■ Exercise:
Output all of the records exactly as written.
╭──
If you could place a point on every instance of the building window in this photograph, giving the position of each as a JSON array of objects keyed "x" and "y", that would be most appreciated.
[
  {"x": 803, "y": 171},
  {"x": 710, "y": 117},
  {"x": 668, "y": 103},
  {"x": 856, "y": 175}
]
╰──
■ Exercise answer:
If you could place a point on every instance of the building window in this photograph, giving the position of each as a JSON array of objects keyed "x" and "y", that would be most appreciated.
[
  {"x": 803, "y": 171},
  {"x": 710, "y": 117},
  {"x": 668, "y": 103},
  {"x": 856, "y": 175}
]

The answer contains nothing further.